Tugas yang diberikan.
Menurut Aminullah Ibrahim dalam kutipan terpilih, pemberian penghargaan itu merupakan wewenang siapa?

Kutipan terpilih.
TAK ADA BUAYA YANG MENOLAK BANGKAI
        Tentu ada baiknya pula disini diketahui bagaimana pendapat salah
satu anggota DPR yang akan menerima uang tersebut. Aminullah Ibrahim,
anggota DPR dari FKP mengemukakan: kalau pengharagaan itu diberikan, itu
merupakan wewenang Presiden.
        Kalau ada penilaian yang negatif terhadap Keppres itu, bisa jadi hal
tersebut ditujukan bagi para anggota dewan yang tidak bekerja sepenuhnya
disini. "Kan ada toh yang kerjanya begitu," katanya.
        Aminullah meng"iya"kan, bahwa tindakan pemerintah ini terkesan
janggal, karena pekerjaaan anggota dewan merupakan pengabdian dan digaji
tiap bulan. Dan logisnya, bila Aminullah mengakui itu janggal, dia akan
menolak keppres tersebut. Dan itu tak terjadi. Aminullah menganggap
pemberian penghargaan itu bagus bagus saja.

Catatan yang diekstrak.
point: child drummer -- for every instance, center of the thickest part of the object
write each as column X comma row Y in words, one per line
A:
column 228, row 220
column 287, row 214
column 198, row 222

Jawaban akhir.
Wewenang Presiden.